_Problem_: Write the entries out again exactly as they stand, but without the pictures.

_Data provided_:
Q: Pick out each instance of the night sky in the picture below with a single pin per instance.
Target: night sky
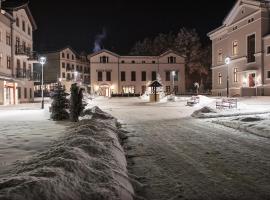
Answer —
(76, 23)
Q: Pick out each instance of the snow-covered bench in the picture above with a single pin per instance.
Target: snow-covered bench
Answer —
(227, 103)
(193, 100)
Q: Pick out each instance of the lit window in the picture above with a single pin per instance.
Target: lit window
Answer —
(235, 48)
(219, 78)
(220, 56)
(235, 77)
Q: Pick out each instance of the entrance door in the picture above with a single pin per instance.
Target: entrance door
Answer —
(104, 91)
(251, 79)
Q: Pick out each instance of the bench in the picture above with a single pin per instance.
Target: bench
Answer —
(193, 100)
(227, 103)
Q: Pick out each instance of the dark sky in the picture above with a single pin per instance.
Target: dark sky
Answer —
(76, 23)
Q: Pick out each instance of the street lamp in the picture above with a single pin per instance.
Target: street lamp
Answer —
(173, 75)
(42, 61)
(227, 62)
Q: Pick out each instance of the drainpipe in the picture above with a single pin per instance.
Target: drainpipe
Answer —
(118, 76)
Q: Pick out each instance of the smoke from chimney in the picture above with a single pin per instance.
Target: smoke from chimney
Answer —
(98, 40)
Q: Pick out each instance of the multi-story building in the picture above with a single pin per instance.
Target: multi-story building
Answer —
(67, 67)
(115, 74)
(16, 55)
(244, 39)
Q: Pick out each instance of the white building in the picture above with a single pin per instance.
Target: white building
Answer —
(115, 74)
(244, 37)
(67, 67)
(16, 53)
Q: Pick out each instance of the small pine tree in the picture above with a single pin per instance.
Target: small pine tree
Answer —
(59, 104)
(76, 102)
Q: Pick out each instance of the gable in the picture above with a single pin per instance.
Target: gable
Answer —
(241, 10)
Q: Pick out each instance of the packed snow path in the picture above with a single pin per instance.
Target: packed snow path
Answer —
(178, 157)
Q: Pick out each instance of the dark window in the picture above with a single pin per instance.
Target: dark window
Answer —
(23, 24)
(268, 50)
(133, 76)
(154, 75)
(30, 92)
(168, 76)
(25, 93)
(144, 76)
(108, 76)
(123, 76)
(251, 48)
(8, 62)
(19, 93)
(100, 76)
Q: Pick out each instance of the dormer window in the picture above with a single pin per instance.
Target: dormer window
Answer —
(171, 59)
(104, 59)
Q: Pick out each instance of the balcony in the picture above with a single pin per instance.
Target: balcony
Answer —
(22, 50)
(27, 75)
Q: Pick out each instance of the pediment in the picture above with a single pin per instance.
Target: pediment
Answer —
(241, 10)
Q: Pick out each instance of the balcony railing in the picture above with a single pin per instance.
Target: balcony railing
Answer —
(28, 75)
(22, 50)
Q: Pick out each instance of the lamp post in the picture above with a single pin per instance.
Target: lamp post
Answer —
(227, 62)
(173, 75)
(42, 61)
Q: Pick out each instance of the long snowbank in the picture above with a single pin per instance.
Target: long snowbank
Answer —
(87, 163)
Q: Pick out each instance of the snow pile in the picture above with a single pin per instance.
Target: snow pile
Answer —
(87, 163)
(255, 124)
(200, 113)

_Final answer_:
Q: Pick out each instance of the night sky in the picture below with a single pin per instance.
Target: night sky
Answer —
(76, 23)
Q: Pick out each instance of the snow-covered bench in the picture above with a single pin per instance.
Target: snow-covered bench
Answer —
(227, 103)
(193, 100)
Q: Pick out each instance of the lit window in the picture above with a single pin per instance.
Target: lit window
Answer —
(235, 48)
(219, 78)
(220, 56)
(235, 77)
Q: Pick out each instance of the entrance door in the picture above with a single pin per instance.
Target: entrance door
Answer —
(104, 91)
(251, 79)
Q: Pick out each instance of the bench in the picture above with a single pin per instance.
Target: bench
Answer —
(193, 100)
(227, 103)
Q: Pick out each instance of the dark sky in the picture above with a single pin per instance.
Target: dark sky
Answer —
(76, 23)
Q: Pick out each instance of the street lamp in the picture above with a single pin per instance.
Target: street lamp
Answer —
(173, 75)
(42, 61)
(227, 62)
Q: Pick out each instance of the drainpipe in the picture above with a single pin per instance.
Target: drainpipe
Answer —
(118, 76)
Q: Pick out each instance of the smoke from chimney in the picture above with a single pin per instance.
Target: smoke from chimney
Answer —
(98, 40)
Q: Pick out each instance of the multi-story building in the picture above with a single pin per instance.
Target: multi-story building
Answer —
(67, 67)
(115, 74)
(16, 55)
(244, 39)
Q: Pick out each instance of the white building in the picture above with a single pin per instance.
Target: white building
Answer —
(115, 74)
(244, 37)
(67, 67)
(16, 53)
Q: Pick out each instance of the small pine tree in the picture above with a single pin per instance.
Target: small pine tree
Answer —
(59, 104)
(76, 102)
Q: Pick out each instance of the gable in the picture above with a single pin per instance.
Target: gable
Answer —
(241, 10)
Q: Pick out each instance of the packed snow path in the picture above with a single pin per instance.
Target: packed snow path
Answer —
(178, 157)
Q: Pick out each instance of the dark window in the picture above with a single pin per instance.
Target: dark window
Answer —
(23, 24)
(268, 50)
(133, 76)
(154, 75)
(30, 92)
(168, 76)
(25, 93)
(144, 76)
(108, 76)
(123, 76)
(251, 48)
(8, 62)
(19, 93)
(100, 76)
Q: Pick out each instance of the dormer window in the picture above with a single pin per instance.
Target: dormer window
Answer —
(171, 59)
(104, 59)
Q: Pick out each instance of the balcony in the picture above with a single pin per instance.
Target: balcony
Answer —
(22, 50)
(27, 75)
Q: Pick out each instance of the pediment in the picture above with a single pin per instance.
Target: pediment
Answer —
(241, 10)
Q: Pick out each instance of the balcony railing in the picture above with a single pin per instance.
Target: balcony railing
Answer —
(28, 75)
(22, 50)
Q: Pick out each instance of the lamp post in the picture above with a single pin per instance.
Target: lamp post
Answer —
(227, 62)
(173, 75)
(42, 61)
Q: Pick out each instance of the long snowbank in the picture above with a single pin per instance.
Target: long snowbank
Answer —
(87, 163)
Q: Pick out each instance of the snow pile in the picture above with a single pin per instance.
Target: snow pile
Answer —
(87, 163)
(255, 124)
(200, 113)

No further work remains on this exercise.